> _SET TASK_: Exactly as written, print each record in the listing.

> _RECORDS PROVIDED_:

----

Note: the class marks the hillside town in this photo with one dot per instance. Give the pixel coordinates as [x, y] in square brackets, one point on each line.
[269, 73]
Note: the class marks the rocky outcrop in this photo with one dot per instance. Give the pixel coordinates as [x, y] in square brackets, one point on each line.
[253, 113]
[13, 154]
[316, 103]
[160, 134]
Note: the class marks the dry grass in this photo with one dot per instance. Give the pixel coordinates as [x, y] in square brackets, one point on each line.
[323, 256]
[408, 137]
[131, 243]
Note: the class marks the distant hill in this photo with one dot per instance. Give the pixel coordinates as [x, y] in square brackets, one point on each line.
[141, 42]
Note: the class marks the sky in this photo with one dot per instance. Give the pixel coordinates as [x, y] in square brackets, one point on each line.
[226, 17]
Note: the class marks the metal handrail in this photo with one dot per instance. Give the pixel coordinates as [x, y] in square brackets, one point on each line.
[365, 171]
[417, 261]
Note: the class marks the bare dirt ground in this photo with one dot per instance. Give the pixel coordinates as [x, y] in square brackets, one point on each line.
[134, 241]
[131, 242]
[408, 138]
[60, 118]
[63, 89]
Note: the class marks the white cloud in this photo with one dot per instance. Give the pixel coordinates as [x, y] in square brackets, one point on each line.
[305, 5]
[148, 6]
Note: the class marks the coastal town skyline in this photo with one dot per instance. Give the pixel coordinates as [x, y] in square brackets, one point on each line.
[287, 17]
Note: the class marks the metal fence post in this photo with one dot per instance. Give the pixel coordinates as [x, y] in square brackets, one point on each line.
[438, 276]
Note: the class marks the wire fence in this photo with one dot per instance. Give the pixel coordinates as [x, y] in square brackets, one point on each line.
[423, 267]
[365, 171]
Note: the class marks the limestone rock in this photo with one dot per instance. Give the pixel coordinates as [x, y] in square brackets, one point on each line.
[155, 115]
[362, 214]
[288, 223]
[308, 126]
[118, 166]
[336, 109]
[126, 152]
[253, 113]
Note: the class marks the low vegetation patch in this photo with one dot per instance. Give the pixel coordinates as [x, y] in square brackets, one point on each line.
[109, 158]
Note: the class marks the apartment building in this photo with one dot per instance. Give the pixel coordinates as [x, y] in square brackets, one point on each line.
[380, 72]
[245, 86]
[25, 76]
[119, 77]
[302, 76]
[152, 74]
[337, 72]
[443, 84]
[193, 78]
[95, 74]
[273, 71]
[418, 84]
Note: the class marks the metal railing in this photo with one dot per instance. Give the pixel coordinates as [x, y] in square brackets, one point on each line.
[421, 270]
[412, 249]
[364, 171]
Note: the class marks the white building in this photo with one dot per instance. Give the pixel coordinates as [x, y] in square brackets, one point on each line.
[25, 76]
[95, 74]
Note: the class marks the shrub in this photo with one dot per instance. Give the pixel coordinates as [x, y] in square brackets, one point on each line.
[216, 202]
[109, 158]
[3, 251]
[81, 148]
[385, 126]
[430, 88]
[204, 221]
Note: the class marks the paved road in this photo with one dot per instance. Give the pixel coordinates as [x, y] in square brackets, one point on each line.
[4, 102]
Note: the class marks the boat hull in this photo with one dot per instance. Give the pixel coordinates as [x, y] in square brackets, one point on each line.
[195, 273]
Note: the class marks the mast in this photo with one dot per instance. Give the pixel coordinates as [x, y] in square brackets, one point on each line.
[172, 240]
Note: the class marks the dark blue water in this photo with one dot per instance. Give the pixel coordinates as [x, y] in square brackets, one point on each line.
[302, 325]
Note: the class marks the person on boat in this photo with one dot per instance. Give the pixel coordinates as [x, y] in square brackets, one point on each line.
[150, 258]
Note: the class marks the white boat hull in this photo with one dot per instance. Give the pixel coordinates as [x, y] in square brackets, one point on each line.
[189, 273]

----

> _IN RESPONSE_:
Note: the class marks the hillside town in this photo with one dot per instance. Give the pixel coordinates as [x, y] in square brackets, one point on each line.
[269, 73]
Note: the class marks the rocky outcrop in this photo with one dot per instance. Give the pixel coordinates as [x, y] in square brackets, one point on each line.
[253, 113]
[13, 154]
[316, 103]
[160, 134]
Note: the class marks the dry grass in this photo with one dot per instance. Give the pixel coordinates as [x, y] in square brackets, one point on each line.
[323, 256]
[408, 137]
[131, 243]
Note: the class marks the distant hill in this photo with one dot per instance. Give the pixel coordinates as [x, y] in square brackets, one point on each line.
[141, 42]
Note: the class marks the sky in this photo with one dot per instance. Give the pixel coordinates as [x, y] in square brackets, one point on each line.
[226, 17]
Note: the class marks the metal handrail in this photo with one dot per instance. Give the pixel coordinates as [x, y] in square brackets, one point on each line.
[365, 171]
[417, 261]
Note: the class marks the bare dirt ground in this photo with one dot per instance. Give the pixel coordinates as [x, y] in square brackets, one point on each line.
[134, 241]
[131, 242]
[408, 138]
[60, 118]
[63, 89]
Note: the class marks the white cloud in this photo with one dot per instance. Give the pixel coordinates as [x, y] in square brackets, one point on each line.
[305, 5]
[148, 6]
Note: the class marks the coastal town skyline in this photo with one dot per instance. Give the pixel coordinates as [x, y] in square brackets, one point on each line.
[287, 17]
Note: the class marks the metal fence post in this photo with one dot per instance. Give the pixel coordinates as [x, y] in square brackets, one point on each line.
[438, 276]
Note: the class marks the wire fence in this photo with one dot per instance. Give the pixel coordinates as [x, y] in square brackets, one point on each line.
[423, 267]
[365, 171]
Note: the class marks the limestone rock in this photo with one dot per instance. Give the pixel coordinates as [x, y] in square brackets, one point on each line.
[155, 115]
[362, 214]
[288, 223]
[308, 126]
[118, 166]
[336, 109]
[126, 152]
[253, 113]
Note: the class marks the low vegetation patch in this photo with one dot per instance. Give the pixel coordinates as [x, y] in square brackets, one point on each line.
[109, 158]
Note: the class marks the apartment building in this photo with one dot per instance. Give the pixel coordinates as [x, y] in square brackets, one point on each line.
[380, 72]
[245, 86]
[25, 76]
[119, 77]
[302, 76]
[152, 74]
[337, 72]
[443, 84]
[193, 78]
[95, 74]
[273, 71]
[418, 84]
Note: the class marks the metal railing in this photo with one dot per instance. Give the pixel coordinates as [x, y] in square brackets, one point on each line.
[421, 270]
[412, 249]
[364, 171]
Note: the class marks the white building in this photo with one dot per instance. Give the pixel coordinates as [x, y] in square brackets, one point on each line.
[25, 76]
[95, 74]
Note: the class marks the shrub in this photo with one dot per instance. Give the pixel coordinates as [x, y] in square brackets, one point on each line.
[216, 202]
[109, 158]
[3, 251]
[81, 148]
[385, 126]
[430, 88]
[204, 221]
Note: the class marks the paved road in this photo with one dot per instance. Give the pixel coordinates as [x, y] in square brackets, one point on each line.
[4, 102]
Note: the class marks the boat hull in this photo with one dot per instance. Give the pixel coordinates as [x, y] in square brackets, one point on each line.
[195, 273]
Note: the class marks the mast in this photo with one dot per instance. Give the pixel coordinates as [x, y] in square brackets, one point on each line.
[172, 240]
Note: the class marks the dark blue water in this photo with one dot per instance. Give the pixel coordinates as [x, y] in square brackets, one point on each line.
[302, 325]
Note: the class marks the person on boat in this photo with one dot per instance. Give the pixel coordinates as [x, y] in square brackets, one point on each line.
[150, 258]
Note: the class marks the white boat hull in this photo with one dot per instance. Give the pixel coordinates as [x, y] in square brackets, one point on each line.
[189, 273]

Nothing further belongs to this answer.